## Text provided

***

The Walk 1000 Miles Challenge 2018

So I’ve decided to challenge myself, increase my fitness level and explore lots of new places in 2018: all under the guise of the Walk 1000 Miles challenge, run by the Country Walking magazine.  http://www.livefortheoutdoors.com/walk1000miles/.

Although it sounds a lot, it breaks down to an average of 2.74 miles a day, or 19.18 miles a week.  Still enough to be a challenge,  especially when you add in my personal rules: running outside or on a treadmill, and walking to a shop or shopping will not be included in the mileage.  So its 2.74 miles extra to what I usually do.

If you’re not feeling quite so brave, there’s also a 500 mile challenge for 2018.

Both have busy Facebook groups where you can connect to others doing the challenge online and also arrange a walk, or meet up for somebody else’s pre-arranged walk.

All good fun!

If you plan to do too, let me know – we can cheer each other on!

In the meantime, I’m going to get into practice by finishing 2017’s challenge.  From Nov 8th – 31 December, there are 67 days left – x 2.74 miles = 183 miles.  So that’s what I plan to complete in 2017.  I’ll keep you updated!

Playa De Las Americas, Tenerife

This was our third time in Tenerife, the second in Playa De Las Americas – although the other time we went we stayed in Los Cristianos, which is just up the coast and within 10-15 mins walking distance.

After a very quiet holiday in Gouves, we decided to wanted to go somewhere vibrant and busy this time, and we also wanted a destination that would be warm and sunny at the end of September.  The Canary Islands fitted the bill.  My first choice was Playa Del Ingles in Gran Canaria – but flights were at awkward times, so we chose to go to Tenerife instead, with good afternoon/evening flights.

Our hotel. Parque De La Paz, was in a great area – with designer shopping centres close, and many restaurants and bars just a few minutes walk away.  But the hotel itself was at the back of these, so we didn’t have any disturbances or busy roads to put up with.  The hotel was lovely, and although we had a “studio” room it was large – previously the hotel had been self catering (now all-inclusive) so we had a kitchen, a 4 seater sofa, dining table and large balcony.  Lots of space just for 2! Staff were great, and although pool area was very busy, there was a secluded area with sunbeds just away from the pool where we spend most of our mornings sitting in the sun and enjoying the peace.

***

## Dataset content
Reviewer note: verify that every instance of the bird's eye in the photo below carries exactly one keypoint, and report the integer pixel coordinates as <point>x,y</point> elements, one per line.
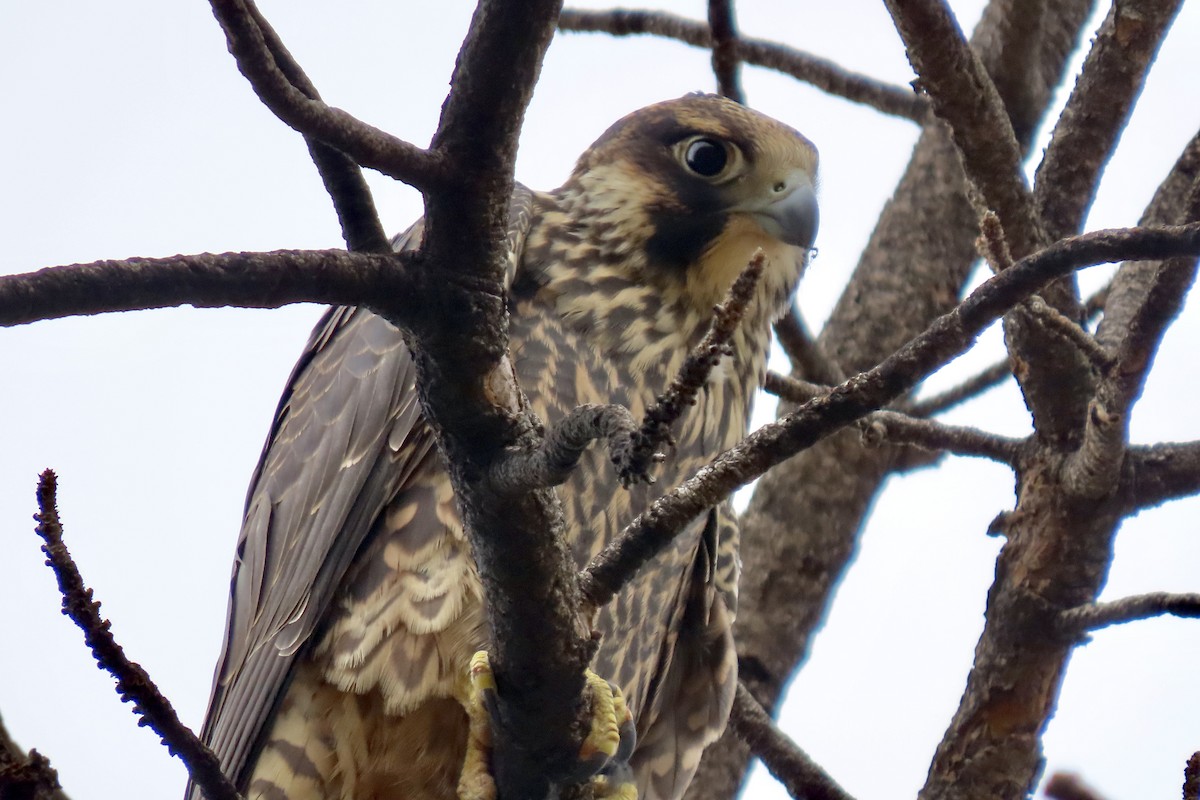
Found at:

***

## What is asked
(a) According to the walking and Tenerife blog post, what is the average daily distance the Walk 1000 Miles challenge breaks down to?
(b) Please write the next part of the walking and Tenerife blog post, continuing after its final sentence.
The lines are material of their own, apart from the walking and Tenerife blog post.

## Responses per task
(a) An average of 2.74 miles a day.

(b)
If you’d like to know what Playa De Las Americas as a resort is like,  think of a smaller, downmarket version of Las Vegas, and you’ll be close.  Busy, busy, busy, lots of restaurants buzzing with people and live music, bars and shops, lovely beach to walk alongside. Perfect if you want to do some walking, some shopping and some eating and drinking – plenty of choice for all of those.

The  Tenerife version of the Bellagio hotel fountains in Las Vegas. At certain times of the night they burst into colour and dance along to the music. Behind is the Hard Rock cafe.


More dancing fountains, nearer to the beach.

On the hotel balcony.

All the grandeur of Las Vegas…..but on a much smaller scale!

Outside the Hard Rock Cafe

Inside the Hard Rock cafe

The first time we went to Tenerife, Kate was about 5 and we took her photograph in exactly the same position. The only difference was she was wearing a dress and had a mop of curly blonde hair!


The Historic Worcester Ghost Walk

We’ve been meaning to go on this ghost walk for many years, but never got round to it.  In an effort to cross some things off my bucket list,  I bought tickets for last Saturday’s walk.

The walk is led by “Lord Ron” – a gentleman full of interesting information about the history of Worcester, especially the ghosts from our past.  We were led all around the town centre, from the Elgar statue, to the Guildhall, to St Swithen’s church (and inside the church – Lord Ron wielding an impressive set of keys to open up such venues), down to  Cornmarket (and the scene of many hangings and decapitations in the past) down  New Street and Friar Street (with several houses and buildings have spooky histories) and finally back to the dungeons under the Guildhall – which is where I took this photo. Stories were told about the ghosts themselves, and the people who had experienced strange goings on in recent times in the buildings.

One of our party had an interesting experience in St Swithen’s church. He took a photo of the interior of the church, and when looking at the photo noticed a light on it that wasn’t there in the church.  Probably just something to do with using a camera phone in a darkened church, but interesting to see.  He was also last out of the internal church door, and after he walked through the doorway the door slammed sharply and loudly behind him.  Spooky!

I took the photo below in the dungeons under the Guildhall.  Now maybe it’s my imagination – but can you see the shadow of a person behind the bars, sitting sideways on a bench? And can you see a hand – in the middle of the bars, near the bottom?  Scary!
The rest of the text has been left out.